引用文:
>>>>

でも飯田さんは毎日ご機嫌で仕事に来ていた。

「その日の怒りはその日に消化」

飯田さんを観てると、そんな格言が思い浮かぶし、何より前日の怒りを持ち越さない飯田さんの性格には江戸っ子のような潔さを感じ、その場で怒らない&怒れない自分に後悔してイライラすることが多かった私は、「飯田さんのようになりたい」と願わずにはいられなかった。

すぐ怒る人は怒りっぽいことを欠点と思ってるかもしれないけど、私にとってその性質は才能のように思える。

 

だから今日も私は飯田さんのことを羨ましく思っている。

私たち夫婦は、何度もこんなこぜりあいや話し合いをしてきている。

私の夫への不満のパターンは、小さいことで徐々に溜まっていき、だんだん不機嫌で無口な日が続き、そのことに気が付きつつ口火を切れない夫がだんだん無口になり、お互い無口な日が数日続き、私がそのことに嫌になり長文のメールを夫の仕事中に送り、帰ってから沈黙の夕食があって、食後夫が「メールのことだけど」と話し出してやっと私が最近の怒りを説明し、ひとしきり説明し終えると夫もそのことへの見解を述べて、「まぁこれからはこうしよう」的な話が出て仲直りする、というプロセスがある。

これが足掛け2週間くらいかかる。

つまり私は、2週間くらいかけて1つの爆発が終わるわけだけど「これがもし私が飯田さんなら1日で終わるんだな」と思うと、その時短を可能にしている飯田さんが羨ましくなる。

それに私は、1つの怒りを放出するのにこんなに時間を要する妻より、飯田さんのように短期決戦できる人の方が楽だろうに、と夫に対して申し訳なくなる。

<<<<

課題: 上の怒りについての文章から、「すぐ怒る人は怒りっぽいことを」と「する、というプロセスがある。」の間を両端も含めて一字一句書き写してもらえますか？

登録項目:

>>>>

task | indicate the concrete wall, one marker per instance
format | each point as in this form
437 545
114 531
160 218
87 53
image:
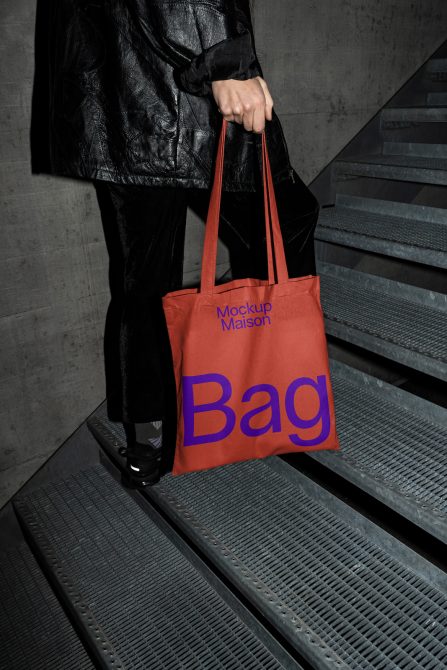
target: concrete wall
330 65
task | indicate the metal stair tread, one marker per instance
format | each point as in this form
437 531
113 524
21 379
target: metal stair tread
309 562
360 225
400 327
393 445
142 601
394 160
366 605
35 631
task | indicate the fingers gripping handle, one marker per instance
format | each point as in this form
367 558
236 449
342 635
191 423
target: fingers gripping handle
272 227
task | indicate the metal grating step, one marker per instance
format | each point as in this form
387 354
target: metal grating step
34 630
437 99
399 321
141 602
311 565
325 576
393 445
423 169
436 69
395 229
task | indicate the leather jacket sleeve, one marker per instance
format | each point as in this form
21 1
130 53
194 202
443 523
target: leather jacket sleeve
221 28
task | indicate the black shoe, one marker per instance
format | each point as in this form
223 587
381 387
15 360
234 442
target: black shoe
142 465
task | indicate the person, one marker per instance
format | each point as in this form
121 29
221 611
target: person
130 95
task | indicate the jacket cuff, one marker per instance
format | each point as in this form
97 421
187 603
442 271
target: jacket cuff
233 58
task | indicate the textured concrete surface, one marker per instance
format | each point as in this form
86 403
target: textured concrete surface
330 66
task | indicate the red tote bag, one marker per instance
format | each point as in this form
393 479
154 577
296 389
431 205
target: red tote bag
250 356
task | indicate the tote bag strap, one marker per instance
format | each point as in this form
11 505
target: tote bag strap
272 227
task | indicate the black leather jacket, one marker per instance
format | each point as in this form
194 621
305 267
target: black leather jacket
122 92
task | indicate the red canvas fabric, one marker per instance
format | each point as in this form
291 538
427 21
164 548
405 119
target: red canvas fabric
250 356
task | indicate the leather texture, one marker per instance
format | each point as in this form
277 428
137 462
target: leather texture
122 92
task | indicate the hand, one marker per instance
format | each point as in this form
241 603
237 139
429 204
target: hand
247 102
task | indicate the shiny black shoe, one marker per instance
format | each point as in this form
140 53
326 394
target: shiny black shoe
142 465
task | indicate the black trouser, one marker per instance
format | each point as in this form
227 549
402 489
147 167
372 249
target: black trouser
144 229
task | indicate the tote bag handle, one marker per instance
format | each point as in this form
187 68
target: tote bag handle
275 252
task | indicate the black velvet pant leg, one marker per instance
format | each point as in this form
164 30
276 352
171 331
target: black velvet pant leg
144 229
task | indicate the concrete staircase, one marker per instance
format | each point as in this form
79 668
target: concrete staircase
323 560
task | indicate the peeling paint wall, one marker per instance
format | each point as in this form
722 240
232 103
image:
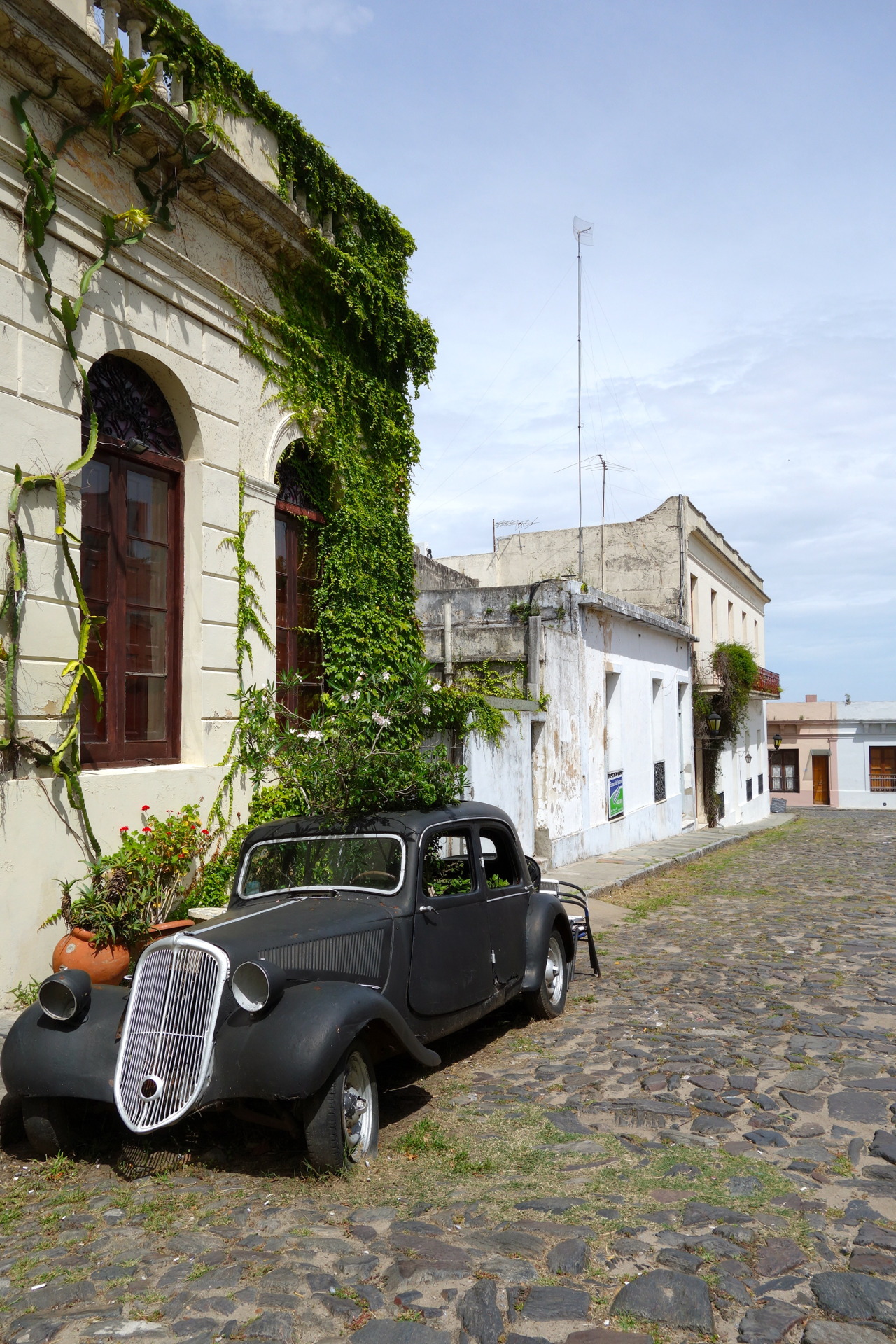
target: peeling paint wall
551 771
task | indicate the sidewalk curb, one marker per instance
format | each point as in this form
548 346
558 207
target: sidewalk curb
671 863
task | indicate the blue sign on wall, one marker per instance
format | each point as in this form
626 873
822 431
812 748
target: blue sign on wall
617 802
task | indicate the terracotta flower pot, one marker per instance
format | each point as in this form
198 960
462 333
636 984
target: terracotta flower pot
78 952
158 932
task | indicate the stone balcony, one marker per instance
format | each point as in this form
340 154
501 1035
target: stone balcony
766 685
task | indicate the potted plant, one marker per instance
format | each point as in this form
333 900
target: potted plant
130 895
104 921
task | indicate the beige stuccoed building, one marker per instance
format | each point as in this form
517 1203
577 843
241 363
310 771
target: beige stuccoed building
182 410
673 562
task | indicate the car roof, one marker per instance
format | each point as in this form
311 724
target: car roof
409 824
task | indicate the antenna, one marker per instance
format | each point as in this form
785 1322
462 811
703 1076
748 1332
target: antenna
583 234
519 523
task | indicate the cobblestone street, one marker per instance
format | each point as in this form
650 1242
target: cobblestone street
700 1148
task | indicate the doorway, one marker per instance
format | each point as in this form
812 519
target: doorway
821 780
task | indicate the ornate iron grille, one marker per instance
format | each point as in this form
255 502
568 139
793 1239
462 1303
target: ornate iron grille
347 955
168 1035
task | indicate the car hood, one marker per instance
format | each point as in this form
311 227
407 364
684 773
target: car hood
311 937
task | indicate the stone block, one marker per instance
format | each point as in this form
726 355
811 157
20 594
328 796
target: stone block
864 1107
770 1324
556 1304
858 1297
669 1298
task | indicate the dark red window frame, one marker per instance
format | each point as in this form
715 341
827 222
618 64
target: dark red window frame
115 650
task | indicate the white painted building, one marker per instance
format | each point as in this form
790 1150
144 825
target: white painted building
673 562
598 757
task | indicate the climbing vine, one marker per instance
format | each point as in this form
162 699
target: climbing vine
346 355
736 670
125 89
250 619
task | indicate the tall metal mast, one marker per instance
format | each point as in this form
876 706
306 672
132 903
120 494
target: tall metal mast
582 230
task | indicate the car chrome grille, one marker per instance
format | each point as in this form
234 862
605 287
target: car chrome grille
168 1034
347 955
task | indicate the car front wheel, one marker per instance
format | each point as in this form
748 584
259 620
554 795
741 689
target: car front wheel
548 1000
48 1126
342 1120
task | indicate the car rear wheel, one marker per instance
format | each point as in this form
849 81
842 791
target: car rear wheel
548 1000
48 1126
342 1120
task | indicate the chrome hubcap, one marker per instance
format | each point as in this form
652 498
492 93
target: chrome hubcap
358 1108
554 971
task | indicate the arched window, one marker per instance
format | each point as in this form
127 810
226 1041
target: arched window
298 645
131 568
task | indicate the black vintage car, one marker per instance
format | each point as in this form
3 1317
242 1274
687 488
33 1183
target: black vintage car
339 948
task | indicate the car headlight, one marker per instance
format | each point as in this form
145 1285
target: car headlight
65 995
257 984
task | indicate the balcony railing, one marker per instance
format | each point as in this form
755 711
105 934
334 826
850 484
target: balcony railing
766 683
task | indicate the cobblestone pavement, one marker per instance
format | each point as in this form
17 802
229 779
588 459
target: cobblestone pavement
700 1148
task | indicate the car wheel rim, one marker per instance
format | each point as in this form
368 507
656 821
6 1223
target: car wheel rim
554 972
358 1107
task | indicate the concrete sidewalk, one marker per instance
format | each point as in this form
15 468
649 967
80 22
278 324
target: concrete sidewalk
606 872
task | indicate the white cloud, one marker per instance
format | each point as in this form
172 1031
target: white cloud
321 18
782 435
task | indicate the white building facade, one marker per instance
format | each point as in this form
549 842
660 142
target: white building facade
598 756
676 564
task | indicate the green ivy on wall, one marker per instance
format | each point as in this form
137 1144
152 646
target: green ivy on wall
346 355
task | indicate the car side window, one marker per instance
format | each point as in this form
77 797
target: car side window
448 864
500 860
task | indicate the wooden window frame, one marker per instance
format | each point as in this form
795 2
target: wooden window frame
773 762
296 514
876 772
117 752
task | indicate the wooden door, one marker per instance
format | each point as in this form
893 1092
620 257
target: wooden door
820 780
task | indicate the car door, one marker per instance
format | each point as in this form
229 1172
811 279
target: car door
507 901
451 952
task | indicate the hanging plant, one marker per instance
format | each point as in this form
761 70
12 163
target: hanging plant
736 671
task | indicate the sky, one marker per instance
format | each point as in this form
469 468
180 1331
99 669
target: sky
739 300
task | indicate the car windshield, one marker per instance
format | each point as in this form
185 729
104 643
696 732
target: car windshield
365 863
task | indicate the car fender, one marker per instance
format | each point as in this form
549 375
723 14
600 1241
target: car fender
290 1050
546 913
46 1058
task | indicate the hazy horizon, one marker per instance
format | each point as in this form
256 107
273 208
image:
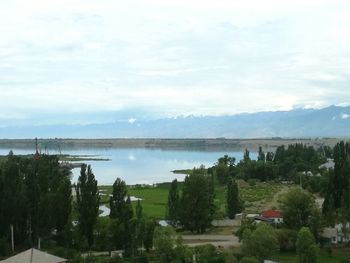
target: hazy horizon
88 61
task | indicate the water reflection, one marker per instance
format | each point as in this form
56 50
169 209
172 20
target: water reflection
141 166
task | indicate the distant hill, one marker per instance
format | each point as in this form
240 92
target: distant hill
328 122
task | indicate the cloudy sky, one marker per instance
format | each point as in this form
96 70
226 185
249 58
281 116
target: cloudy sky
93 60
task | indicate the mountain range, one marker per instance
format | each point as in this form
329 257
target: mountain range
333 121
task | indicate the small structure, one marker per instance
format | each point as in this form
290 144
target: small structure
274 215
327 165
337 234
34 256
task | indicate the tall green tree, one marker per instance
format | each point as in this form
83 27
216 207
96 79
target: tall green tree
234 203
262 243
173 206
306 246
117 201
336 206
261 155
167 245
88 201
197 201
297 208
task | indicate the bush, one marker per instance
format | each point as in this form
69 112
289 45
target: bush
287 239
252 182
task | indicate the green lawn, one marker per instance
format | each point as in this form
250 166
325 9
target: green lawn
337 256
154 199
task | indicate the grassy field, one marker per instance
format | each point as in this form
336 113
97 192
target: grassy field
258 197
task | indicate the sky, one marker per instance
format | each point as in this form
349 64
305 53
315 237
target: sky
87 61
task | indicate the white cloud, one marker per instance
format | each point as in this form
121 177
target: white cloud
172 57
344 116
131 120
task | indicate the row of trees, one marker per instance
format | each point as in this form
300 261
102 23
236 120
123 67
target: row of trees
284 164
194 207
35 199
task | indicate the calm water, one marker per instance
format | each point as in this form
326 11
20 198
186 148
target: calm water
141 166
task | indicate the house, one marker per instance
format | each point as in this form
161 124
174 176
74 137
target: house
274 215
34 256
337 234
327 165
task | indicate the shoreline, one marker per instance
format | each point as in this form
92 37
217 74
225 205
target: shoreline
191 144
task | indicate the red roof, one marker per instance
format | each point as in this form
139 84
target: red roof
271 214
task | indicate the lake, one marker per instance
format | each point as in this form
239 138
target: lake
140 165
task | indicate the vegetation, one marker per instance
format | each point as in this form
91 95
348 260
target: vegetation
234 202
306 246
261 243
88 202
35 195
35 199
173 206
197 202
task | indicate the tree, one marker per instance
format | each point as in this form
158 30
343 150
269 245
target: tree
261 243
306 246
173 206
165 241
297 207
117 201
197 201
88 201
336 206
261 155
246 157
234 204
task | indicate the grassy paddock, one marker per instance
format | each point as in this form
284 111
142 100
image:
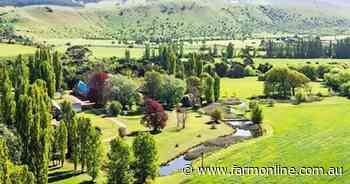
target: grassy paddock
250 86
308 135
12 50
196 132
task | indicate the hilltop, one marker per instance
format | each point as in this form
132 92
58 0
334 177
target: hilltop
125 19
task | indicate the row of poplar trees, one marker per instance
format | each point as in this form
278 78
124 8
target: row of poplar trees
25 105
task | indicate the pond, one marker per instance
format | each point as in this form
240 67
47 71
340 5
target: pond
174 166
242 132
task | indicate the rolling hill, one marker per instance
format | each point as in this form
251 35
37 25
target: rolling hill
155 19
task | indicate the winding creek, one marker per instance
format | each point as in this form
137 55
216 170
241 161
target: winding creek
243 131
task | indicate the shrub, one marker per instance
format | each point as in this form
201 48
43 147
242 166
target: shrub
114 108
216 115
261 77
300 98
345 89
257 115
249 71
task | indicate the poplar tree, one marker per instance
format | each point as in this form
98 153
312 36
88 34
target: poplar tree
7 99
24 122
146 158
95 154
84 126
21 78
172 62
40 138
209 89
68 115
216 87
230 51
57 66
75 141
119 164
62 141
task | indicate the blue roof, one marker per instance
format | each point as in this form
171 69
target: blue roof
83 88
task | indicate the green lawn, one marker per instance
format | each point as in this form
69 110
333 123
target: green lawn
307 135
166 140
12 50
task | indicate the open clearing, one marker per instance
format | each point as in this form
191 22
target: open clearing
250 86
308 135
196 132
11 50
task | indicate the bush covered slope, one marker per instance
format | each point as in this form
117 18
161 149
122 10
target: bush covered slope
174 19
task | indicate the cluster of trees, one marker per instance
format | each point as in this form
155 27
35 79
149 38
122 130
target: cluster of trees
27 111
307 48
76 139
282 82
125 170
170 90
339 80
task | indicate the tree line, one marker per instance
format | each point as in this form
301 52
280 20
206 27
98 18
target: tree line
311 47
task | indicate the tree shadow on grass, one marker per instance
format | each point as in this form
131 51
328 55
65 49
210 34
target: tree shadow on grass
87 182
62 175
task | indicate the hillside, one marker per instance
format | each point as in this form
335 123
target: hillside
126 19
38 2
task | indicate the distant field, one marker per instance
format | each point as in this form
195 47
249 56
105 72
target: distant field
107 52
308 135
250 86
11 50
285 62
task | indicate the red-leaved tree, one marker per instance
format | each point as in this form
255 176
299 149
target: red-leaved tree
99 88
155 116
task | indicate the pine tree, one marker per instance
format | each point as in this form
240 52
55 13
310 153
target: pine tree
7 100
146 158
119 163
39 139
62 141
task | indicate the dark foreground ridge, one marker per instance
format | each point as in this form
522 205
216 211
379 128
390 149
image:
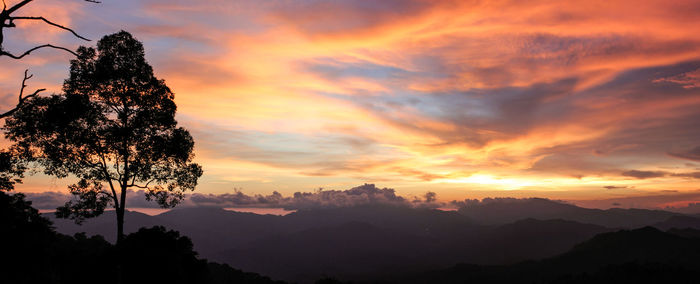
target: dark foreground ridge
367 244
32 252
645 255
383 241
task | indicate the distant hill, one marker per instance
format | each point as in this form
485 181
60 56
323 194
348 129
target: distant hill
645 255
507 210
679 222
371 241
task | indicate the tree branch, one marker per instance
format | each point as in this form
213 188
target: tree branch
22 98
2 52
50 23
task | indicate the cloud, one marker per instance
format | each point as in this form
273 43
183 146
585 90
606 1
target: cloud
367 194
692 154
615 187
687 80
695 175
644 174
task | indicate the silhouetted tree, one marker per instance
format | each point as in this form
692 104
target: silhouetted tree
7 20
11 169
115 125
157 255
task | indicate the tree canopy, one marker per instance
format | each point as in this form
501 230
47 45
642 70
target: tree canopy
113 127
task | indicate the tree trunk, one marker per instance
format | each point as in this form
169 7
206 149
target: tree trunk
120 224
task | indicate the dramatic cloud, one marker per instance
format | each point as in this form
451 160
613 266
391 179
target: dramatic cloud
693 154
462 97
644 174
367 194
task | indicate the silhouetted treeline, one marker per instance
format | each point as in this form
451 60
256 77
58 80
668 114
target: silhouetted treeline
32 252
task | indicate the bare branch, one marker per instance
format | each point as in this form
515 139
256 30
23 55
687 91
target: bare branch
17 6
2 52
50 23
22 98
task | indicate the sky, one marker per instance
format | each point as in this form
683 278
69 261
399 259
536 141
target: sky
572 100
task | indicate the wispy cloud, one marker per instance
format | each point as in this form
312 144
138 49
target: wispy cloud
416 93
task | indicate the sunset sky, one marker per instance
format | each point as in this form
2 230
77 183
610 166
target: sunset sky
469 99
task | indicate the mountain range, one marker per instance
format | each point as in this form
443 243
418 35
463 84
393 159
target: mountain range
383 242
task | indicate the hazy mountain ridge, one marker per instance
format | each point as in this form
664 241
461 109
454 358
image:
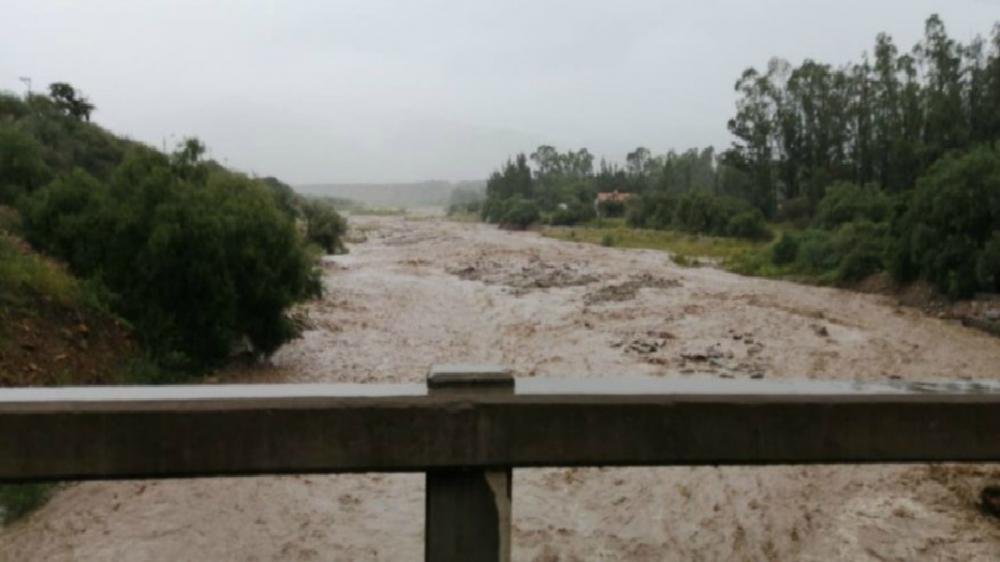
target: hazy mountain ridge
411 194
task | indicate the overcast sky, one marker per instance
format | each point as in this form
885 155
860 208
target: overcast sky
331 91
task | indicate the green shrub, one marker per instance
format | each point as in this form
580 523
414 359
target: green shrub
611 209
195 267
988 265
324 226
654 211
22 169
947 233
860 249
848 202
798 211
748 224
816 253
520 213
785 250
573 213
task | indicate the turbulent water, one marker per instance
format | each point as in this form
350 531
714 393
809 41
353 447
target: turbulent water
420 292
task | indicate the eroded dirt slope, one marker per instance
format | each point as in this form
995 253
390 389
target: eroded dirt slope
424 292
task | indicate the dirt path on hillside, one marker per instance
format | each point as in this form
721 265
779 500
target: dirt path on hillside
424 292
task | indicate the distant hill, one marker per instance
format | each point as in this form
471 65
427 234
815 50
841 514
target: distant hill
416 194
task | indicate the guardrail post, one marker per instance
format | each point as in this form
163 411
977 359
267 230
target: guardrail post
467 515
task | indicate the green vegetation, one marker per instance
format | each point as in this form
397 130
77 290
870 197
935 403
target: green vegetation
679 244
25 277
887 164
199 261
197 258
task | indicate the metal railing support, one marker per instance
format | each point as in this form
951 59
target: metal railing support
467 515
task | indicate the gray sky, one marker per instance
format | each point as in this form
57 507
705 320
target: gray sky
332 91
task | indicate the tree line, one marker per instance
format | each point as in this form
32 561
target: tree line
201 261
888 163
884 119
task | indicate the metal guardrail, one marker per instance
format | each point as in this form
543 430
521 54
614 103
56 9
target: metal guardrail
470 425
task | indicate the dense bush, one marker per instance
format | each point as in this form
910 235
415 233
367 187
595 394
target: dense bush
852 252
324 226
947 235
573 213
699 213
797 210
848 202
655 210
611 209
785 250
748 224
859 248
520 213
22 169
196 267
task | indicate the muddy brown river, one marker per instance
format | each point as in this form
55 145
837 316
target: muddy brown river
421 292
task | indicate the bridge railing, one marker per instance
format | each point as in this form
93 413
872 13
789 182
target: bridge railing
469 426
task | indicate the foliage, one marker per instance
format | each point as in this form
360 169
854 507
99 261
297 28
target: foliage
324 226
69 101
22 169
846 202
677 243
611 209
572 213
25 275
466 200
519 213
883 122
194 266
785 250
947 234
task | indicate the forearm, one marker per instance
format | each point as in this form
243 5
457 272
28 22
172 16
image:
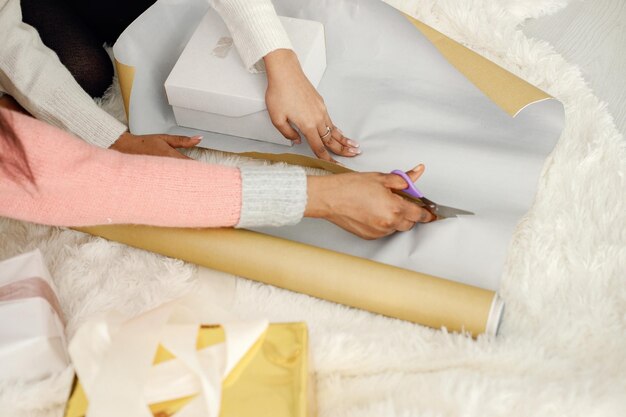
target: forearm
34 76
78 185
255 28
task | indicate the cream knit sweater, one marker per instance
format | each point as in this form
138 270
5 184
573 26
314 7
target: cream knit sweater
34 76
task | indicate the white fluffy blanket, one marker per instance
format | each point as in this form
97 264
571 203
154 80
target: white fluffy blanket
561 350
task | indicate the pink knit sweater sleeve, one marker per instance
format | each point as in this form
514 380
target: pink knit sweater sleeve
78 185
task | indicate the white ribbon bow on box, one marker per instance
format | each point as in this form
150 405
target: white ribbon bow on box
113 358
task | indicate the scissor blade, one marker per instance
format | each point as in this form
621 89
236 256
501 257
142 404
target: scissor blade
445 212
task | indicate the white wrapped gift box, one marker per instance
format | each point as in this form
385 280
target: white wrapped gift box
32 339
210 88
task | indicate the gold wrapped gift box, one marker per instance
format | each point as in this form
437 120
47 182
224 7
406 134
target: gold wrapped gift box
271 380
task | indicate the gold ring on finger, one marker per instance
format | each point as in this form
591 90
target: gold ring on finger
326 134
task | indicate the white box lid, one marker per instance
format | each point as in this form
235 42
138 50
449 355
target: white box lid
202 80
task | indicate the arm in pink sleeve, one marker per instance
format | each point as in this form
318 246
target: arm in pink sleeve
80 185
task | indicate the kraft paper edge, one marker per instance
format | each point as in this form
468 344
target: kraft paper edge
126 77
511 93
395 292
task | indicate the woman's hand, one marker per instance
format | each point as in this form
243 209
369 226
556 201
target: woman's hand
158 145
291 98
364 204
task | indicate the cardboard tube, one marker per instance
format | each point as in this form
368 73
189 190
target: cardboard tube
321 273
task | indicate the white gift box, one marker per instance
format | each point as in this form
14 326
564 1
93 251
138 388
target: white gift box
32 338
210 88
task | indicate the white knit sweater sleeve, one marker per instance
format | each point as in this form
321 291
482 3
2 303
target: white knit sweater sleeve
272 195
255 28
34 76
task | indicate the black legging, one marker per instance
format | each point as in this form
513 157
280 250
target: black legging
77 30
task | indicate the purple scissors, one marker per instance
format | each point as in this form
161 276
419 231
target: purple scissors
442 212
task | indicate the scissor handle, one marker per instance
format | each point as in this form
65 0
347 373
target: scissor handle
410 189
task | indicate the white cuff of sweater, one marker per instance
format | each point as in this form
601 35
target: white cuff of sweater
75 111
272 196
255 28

<<<<

課題の結果:
すぐ怒る人は怒りっぽいことを欠点と思ってるかもしれないけど、私にとってその性質は才能のように思える。

 

だから今日も私は飯田さんのことを羨ましく思っている。

私たち夫婦は、何度もこんなこぜりあいや話し合いをしてきている。

私の夫への不満のパターンは、小さいことで徐々に溜まっていき、だんだん不機嫌で無口な日が続き、そのことに気が付きつつ口火を切れない夫がだんだん無口になり、お互い無口な日が数日続き、私がそのことに嫌になり長文のメールを夫の仕事中に送り、帰ってから沈黙の夕食があって、食後夫が「メールのことだけど」と話し出してやっと私が最近の怒りを説明し、ひとしきり説明し終えると夫もそのことへの見解を述べて、「まぁこれからはこうしよう」的な話が出て仲直りする、というプロセスがある。